Registration No. 333-__________

SECURITIES AND EXCHANGE COMMISSION
Washington, D.C. 20549


FORM S-8
REGISTRATION STATEMENT
Under
THE SECURITIES ACT OF 1933


OSHKOSH TRUCK CORPORATION
(Exact name of registrant as specified in its charter)

Wisconsin   39-0520270
(State or other jurisdiction of incorporation or organization)  (I.R.S. Employer Identification No.)

2307 Oregon Street
P. O. Box 2566
Oshkosh, Wisconsin 54903

(Address of principal executive offices) (Zip Code)

Oshkosh Truck Corporation
2004 Incentive Stock and Awards Plan

(Full title of the plan)



Bryan J. Blankfield, Esq.
Executive Vice President, General Counsel and Secretary
Oshkosh Truck Corporation
2307 Oregon Street
P. O. Box 2566
Oshkosh, Wisconsin 54903
(920) 235-9151
Copy to:

Patrick G.Quick, Esq.
Foley & Lardner LLP
777 East Wisconsin Avenue
Milwaukee, Wisconsin 53202
(414) 271-2400
(Name, address and telephone number,
including area code, of agent for service)



CALCULATION OF REGISTRATION FEE

Title of Securities to be Registered


Amount to be Registered

Proposed Maximum
Offering Price Per Share

Proposed Maximum
Aggregate Offering Price

Amount of
Registration Fee

Common Stock, $.01 par value 2,200,000 shares (1) $54.38 (2) $119,636,000.00 (2) $15,157.89 (1)
Preferred Share Purchase Rights 1,466,667 rights (1) (3) (3) (3)

(1) 8,650 shares of Common Stock (and related Preferred Share Purchase Rights), and the corresponding registration fee of $21.48 that has been previously paid by the Registrant, are being carried forward from Registrant's earlier Registration Statement on Form S-8 (Registration No. 333-81681).



(2) Estimated pursuant to Rule 457(c) under the Securities Act of 1933 solely for the purpose of calculating the registration fee based on the average of the high and low prices for Oshkosh Truck Corporation Common Stock on the New York Stock Exchange on April 23, 2004.

(3) The value attributable to the Preferred Share Purchase Rights is reflected in the market price of the Common Stock to which the Rights are attached.


        In addition, pursuant to Rule 416(a) under the Securities Act of 1933, this Registration Statement also covers an indeterminate amount of additional shares of Common Stock (and related Preferred Share Purchase Rights) that may be offered or sold pursuant to the employee benefit plan described herein as a result of stock splits or stock dividends.

        Pursuant to Rule 429 under the Securities Act of 1933, the Prospectus referred to herein also relates to the Registrant’s Registration Statement on Form S-8 (Registration No. 333-81681).

PART I

INFORMATION REQUIRED IN THE SECTION 10(a) PROSPECTUS

        The document or documents containing the information specified in Part I are not required to be filed with the Securities and Exchange Commission (the “Commission”) as part of this Form S-8 Registration Statement.

PART II

INFORMATION REQUIRED IN THE REGISTRATION STATEMENT

Item 3.   Incorporation of Documents by Reference.

        The following documents filed with the Commission by Oshkosh Truck Corporation (the “Company”) are hereby incorporated herein by reference:

        1.      The Company’s Annual Report on Form 10-K for the fiscal year ended September 30, 2003.

### Records
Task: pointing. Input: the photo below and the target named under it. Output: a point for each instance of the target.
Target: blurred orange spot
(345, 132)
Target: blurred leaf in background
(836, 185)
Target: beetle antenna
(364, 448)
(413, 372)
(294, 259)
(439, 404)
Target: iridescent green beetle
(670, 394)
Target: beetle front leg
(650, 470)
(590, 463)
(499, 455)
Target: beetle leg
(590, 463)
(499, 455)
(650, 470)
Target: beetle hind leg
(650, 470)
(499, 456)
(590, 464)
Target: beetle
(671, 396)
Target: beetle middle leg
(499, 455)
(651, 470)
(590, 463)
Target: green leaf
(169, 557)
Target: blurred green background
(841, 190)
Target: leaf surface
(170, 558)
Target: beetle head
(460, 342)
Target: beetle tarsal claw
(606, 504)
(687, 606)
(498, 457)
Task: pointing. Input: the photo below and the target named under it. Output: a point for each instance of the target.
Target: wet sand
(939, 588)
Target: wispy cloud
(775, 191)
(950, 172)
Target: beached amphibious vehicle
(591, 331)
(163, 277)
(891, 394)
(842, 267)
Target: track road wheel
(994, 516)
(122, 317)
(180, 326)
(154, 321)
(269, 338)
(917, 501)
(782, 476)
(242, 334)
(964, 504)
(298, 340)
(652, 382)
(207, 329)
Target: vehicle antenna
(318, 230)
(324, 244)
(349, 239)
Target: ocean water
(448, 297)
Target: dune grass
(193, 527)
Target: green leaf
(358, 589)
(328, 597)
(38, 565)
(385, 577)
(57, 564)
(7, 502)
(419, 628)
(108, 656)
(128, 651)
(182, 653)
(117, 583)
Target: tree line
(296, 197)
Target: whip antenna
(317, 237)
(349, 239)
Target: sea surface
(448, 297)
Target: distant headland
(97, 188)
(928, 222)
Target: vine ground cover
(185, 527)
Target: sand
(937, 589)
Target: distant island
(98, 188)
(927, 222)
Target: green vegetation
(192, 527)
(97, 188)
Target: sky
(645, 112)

### Task to complete
Using the registration statement, answer the following:
1. In which state is the registrant incorporated?
2. How many shares of Common Stock are listed under "Amount to be Registered"?
3. On what date were the high and low prices taken to estimate the registration fee?

### Output for this exercise
1. Wisconsin
2. 2,200,000 shares
3. April 23, 2004